» **PROMPT**
Rewrite all of the records below, renaming "expert annotator" to "skilled labeler" everywhere and keeping everything else the same. Leave the pictures out of your answer.

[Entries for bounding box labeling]
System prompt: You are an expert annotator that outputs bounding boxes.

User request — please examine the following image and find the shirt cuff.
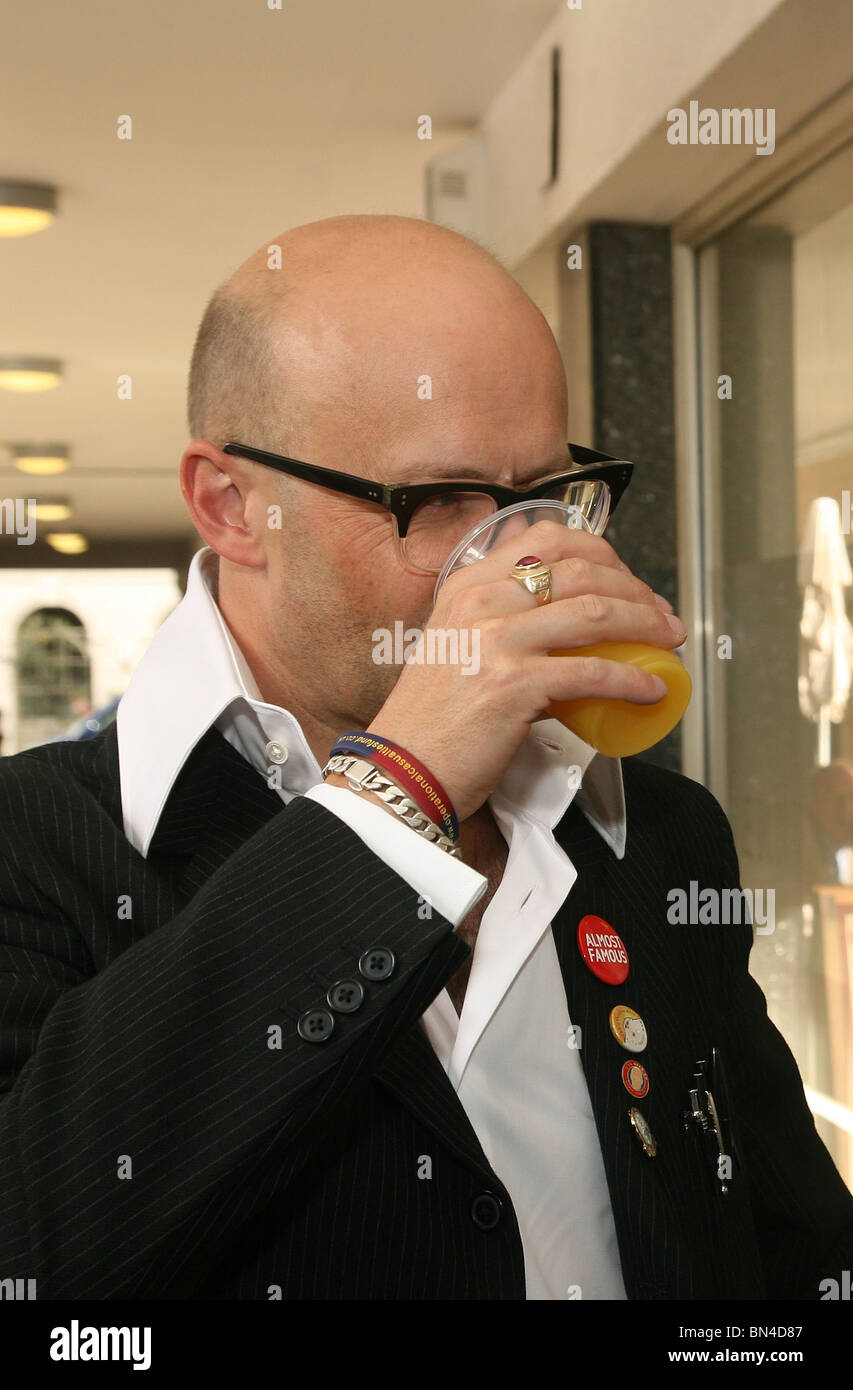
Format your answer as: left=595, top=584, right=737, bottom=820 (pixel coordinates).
left=304, top=783, right=489, bottom=927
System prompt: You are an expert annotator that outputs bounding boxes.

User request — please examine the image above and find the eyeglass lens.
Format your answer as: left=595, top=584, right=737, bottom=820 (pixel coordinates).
left=403, top=478, right=610, bottom=574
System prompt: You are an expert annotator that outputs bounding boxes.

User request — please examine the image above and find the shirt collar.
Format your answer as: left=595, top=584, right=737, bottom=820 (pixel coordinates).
left=117, top=546, right=625, bottom=859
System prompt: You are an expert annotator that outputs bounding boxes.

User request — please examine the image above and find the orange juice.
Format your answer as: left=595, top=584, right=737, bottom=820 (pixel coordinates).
left=549, top=642, right=693, bottom=758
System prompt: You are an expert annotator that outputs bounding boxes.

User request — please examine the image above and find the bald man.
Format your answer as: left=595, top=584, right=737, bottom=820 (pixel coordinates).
left=0, top=217, right=853, bottom=1300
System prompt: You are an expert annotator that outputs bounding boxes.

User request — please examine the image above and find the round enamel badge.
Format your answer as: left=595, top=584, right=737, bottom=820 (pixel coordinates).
left=578, top=913, right=631, bottom=984
left=610, top=1004, right=649, bottom=1052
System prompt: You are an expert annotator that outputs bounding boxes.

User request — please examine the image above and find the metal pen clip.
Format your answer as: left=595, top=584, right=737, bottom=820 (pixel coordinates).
left=685, top=1048, right=732, bottom=1197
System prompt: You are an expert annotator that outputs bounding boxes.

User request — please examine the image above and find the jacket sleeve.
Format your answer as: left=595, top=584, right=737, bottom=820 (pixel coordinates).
left=714, top=803, right=853, bottom=1300
left=0, top=778, right=470, bottom=1298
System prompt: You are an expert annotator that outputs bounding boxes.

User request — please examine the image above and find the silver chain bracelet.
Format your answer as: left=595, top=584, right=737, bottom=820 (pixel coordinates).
left=322, top=753, right=463, bottom=859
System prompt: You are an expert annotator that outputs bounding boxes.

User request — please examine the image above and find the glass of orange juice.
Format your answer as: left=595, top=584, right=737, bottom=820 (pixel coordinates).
left=433, top=499, right=692, bottom=758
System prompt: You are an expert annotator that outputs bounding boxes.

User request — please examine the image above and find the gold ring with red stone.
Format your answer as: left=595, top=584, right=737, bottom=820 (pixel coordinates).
left=510, top=555, right=552, bottom=605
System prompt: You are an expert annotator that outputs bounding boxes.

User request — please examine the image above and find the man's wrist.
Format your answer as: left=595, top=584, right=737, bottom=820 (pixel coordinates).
left=325, top=773, right=405, bottom=817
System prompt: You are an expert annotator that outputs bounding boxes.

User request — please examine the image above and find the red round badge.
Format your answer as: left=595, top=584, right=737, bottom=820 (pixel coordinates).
left=578, top=913, right=631, bottom=984
left=622, top=1058, right=649, bottom=1101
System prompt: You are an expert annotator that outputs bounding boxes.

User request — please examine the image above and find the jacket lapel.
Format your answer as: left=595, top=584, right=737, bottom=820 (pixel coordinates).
left=553, top=806, right=710, bottom=1298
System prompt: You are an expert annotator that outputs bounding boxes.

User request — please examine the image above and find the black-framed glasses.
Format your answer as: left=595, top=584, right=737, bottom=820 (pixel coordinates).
left=222, top=443, right=633, bottom=574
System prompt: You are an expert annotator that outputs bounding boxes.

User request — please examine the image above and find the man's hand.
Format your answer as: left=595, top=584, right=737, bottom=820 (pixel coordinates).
left=368, top=521, right=686, bottom=821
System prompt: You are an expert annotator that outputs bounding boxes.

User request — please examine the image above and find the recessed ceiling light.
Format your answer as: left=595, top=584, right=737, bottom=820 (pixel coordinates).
left=36, top=498, right=71, bottom=521
left=8, top=443, right=71, bottom=475
left=44, top=531, right=89, bottom=555
left=0, top=357, right=63, bottom=391
left=0, top=179, right=57, bottom=236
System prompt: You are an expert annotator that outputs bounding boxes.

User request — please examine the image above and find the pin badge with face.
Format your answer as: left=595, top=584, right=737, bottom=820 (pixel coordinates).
left=610, top=1004, right=649, bottom=1052
left=628, top=1105, right=657, bottom=1158
left=622, top=1058, right=649, bottom=1101
left=578, top=913, right=631, bottom=984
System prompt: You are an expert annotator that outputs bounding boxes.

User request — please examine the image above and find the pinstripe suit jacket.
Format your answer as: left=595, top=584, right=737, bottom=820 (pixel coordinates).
left=0, top=728, right=853, bottom=1300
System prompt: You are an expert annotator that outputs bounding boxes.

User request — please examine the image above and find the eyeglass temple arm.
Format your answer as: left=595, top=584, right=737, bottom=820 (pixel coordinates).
left=222, top=443, right=385, bottom=502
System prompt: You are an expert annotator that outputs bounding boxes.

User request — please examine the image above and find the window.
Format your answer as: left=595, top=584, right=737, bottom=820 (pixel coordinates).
left=17, top=607, right=90, bottom=748
left=699, top=145, right=853, bottom=1187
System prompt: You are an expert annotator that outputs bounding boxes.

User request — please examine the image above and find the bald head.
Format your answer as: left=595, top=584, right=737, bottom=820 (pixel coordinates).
left=188, top=215, right=564, bottom=471
left=182, top=217, right=568, bottom=752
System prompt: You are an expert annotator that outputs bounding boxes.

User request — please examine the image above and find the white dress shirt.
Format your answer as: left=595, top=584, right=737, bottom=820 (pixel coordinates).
left=117, top=548, right=625, bottom=1300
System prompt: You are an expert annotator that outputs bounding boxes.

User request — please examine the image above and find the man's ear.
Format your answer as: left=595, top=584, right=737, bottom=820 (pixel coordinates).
left=181, top=439, right=267, bottom=567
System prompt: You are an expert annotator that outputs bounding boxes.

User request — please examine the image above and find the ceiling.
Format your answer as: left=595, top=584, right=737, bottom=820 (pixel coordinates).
left=0, top=0, right=557, bottom=547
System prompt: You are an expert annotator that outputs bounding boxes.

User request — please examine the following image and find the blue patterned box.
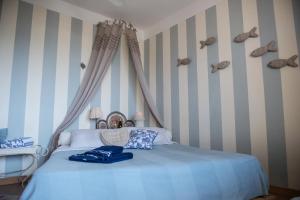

» **THE RESPONSE**
System prompt: You are an skilled labeler that outputs bounding boxes.

User request — please examine the following image and find the shirt cuff.
Format your answer as: left=595, top=584, right=737, bottom=820 (pixel coordinates).
left=304, top=783, right=489, bottom=927
System prompt: You are an skilled labeler that outputs bounding boxes.

User request — please examine the image above and find the eyeglass lens.
Format your answer as: left=595, top=584, right=737, bottom=820 (pixel coordinates).
left=403, top=478, right=610, bottom=574
System prompt: You are an skilled labeler that outputs bounding boxes.

User request — please examine the image above and find the shirt collar.
Format your answer as: left=595, top=584, right=737, bottom=820 (pixel coordinates).
left=117, top=546, right=625, bottom=859
System prompt: You are an skilled labeler that outputs bounding boxes.

User request — please examine the image above and find the orange juice.
Format your answer as: left=595, top=584, right=737, bottom=820 (pixel coordinates).
left=549, top=642, right=693, bottom=758
System prompt: You are an skilled labeler that outputs bounding boxes.

User request — please examine the image above and find the bald man.
Format your answer as: left=595, top=584, right=737, bottom=820 (pixel coordinates).
left=0, top=217, right=853, bottom=1300
System prompt: You are an skilled labeler that outputs bounding boxes.

User request — please examine the image above and find the round enamel badge.
Format your answer as: left=595, top=584, right=737, bottom=820 (pixel coordinates).
left=578, top=913, right=631, bottom=984
left=610, top=1004, right=649, bottom=1052
System prompt: You are an skilled labeler that outputs bounding boxes.

User request — please examine the image above and find the metal pen clip.
Format your answer as: left=595, top=584, right=737, bottom=820 (pixel coordinates).
left=685, top=1048, right=732, bottom=1197
System prompt: You are an skilled labeler that outputs bounding boxes.

User request — please examine the image above and find the jacket sleeve.
Format your answer as: left=595, top=584, right=737, bottom=820 (pixel coordinates).
left=714, top=803, right=853, bottom=1300
left=0, top=778, right=470, bottom=1298
System prompt: You are an skilled labeler that outputs bounding boxes.

User request — please examine the image above and find the silver chain bracelet.
Format your answer as: left=595, top=584, right=737, bottom=820 (pixel coordinates).
left=322, top=753, right=463, bottom=859
System prompt: You are an skilled labeler that outputs bounding boxes.

User request — please examine the image above and find the glass of orange juice.
Format your answer as: left=595, top=584, right=737, bottom=820 (pixel coordinates).
left=433, top=499, right=692, bottom=758
System prompt: You are an skilled labeler that outputs bounding boxes.

User request — please examine the image above and find the gold ring with red stone.
Format your answer as: left=595, top=584, right=737, bottom=820 (pixel coordinates).
left=510, top=555, right=552, bottom=605
System prompt: You are an skilled labeler that outputs bounding boxes.

User request — please examine the image above and find the man's wrist.
Format your answer as: left=595, top=584, right=737, bottom=820 (pixel coordinates).
left=325, top=773, right=405, bottom=817
System prompt: You are an skilled labeler that outputs bounding boxes.

User request — please examine the image above and find the red round badge.
Format your answer as: left=595, top=584, right=737, bottom=820 (pixel coordinates).
left=578, top=913, right=631, bottom=984
left=622, top=1058, right=649, bottom=1101
System prompt: You are an skilled labeler that outputs bounding boxes.

User request — please examine the image above and find the jacket lapel.
Format your answer as: left=595, top=584, right=737, bottom=820 (pixel coordinates).
left=553, top=806, right=710, bottom=1298
System prompt: You are an skilled labeler that outputs bounding boxes.

User request — please examine the image above and find the black-framed glasses.
Format your answer as: left=595, top=584, right=737, bottom=820 (pixel coordinates).
left=222, top=443, right=633, bottom=574
System prompt: You are an skilled labeler that outputs bounding boxes.

User request — please examine the image above and find the man's hand.
Format your answer as: left=595, top=584, right=737, bottom=820 (pixel coordinates).
left=368, top=521, right=686, bottom=821
System prompt: You are an skilled labeler that outputs bounding boxes.

User request — please examine the image above and find the recessed ceiling light.
Format your answer as: left=595, top=584, right=737, bottom=820 (pixel coordinates).
left=36, top=498, right=71, bottom=521
left=8, top=443, right=71, bottom=475
left=44, top=531, right=89, bottom=555
left=0, top=357, right=63, bottom=391
left=0, top=179, right=57, bottom=236
System prompt: You are an skilled labeler that outputs bounding boxes.

User request — please examine the image above and find the pin badge with face.
Format your answer as: left=595, top=584, right=737, bottom=820 (pixel coordinates).
left=610, top=1004, right=649, bottom=1052
left=628, top=1105, right=657, bottom=1158
left=622, top=1058, right=649, bottom=1101
left=578, top=913, right=631, bottom=984
System prompt: You are an skilled labeler that outputs bounding boxes.

User request — please examine the image above and find the pinstripe suit jacket.
Format your answer as: left=595, top=584, right=737, bottom=820 (pixel coordinates).
left=0, top=728, right=853, bottom=1300
System prompt: You are an skilled labeler that outputs bounding boxes.

User request — please examine the image above and find the eyeglass temple arm.
Format your answer as: left=595, top=584, right=737, bottom=820 (pixel coordinates).
left=222, top=443, right=385, bottom=502
System prompt: You are an skilled labeler that outputs bounding boxes.

User request — please examine the image above and find the window.
Format your answer as: left=595, top=584, right=737, bottom=820 (pixel coordinates).
left=17, top=607, right=90, bottom=748
left=699, top=145, right=853, bottom=1187
System prompt: You are an skilled labeler that outputs bounding boxes.

User request — please examine the image above and find the bald head.
Format your answer as: left=595, top=584, right=737, bottom=820 (pixel coordinates).
left=188, top=215, right=564, bottom=471
left=182, top=217, right=568, bottom=752
System prompt: You are an skilled labeler that outputs bounding boxes.

User request — please examine the image above and find the white dress shirt.
Format your answer as: left=595, top=584, right=737, bottom=820 (pixel coordinates).
left=117, top=548, right=625, bottom=1300
System prompt: You are an skilled labeler that outputs bounding boxes.

User request — please examine the image above and find the man's ear.
Format your answer as: left=595, top=584, right=737, bottom=820 (pixel coordinates).
left=181, top=439, right=267, bottom=567
System prompt: You are an skilled labeler that outputs bounding boxes.

User request — please examine the image above and find the ceiling.
Format your answer as: left=595, top=584, right=737, bottom=820 (pixel coordinates).
left=0, top=0, right=557, bottom=547
System prompt: You are an skilled labeler that outputs bounding boxes.

User request — please examine the following image and find the blue patterned box.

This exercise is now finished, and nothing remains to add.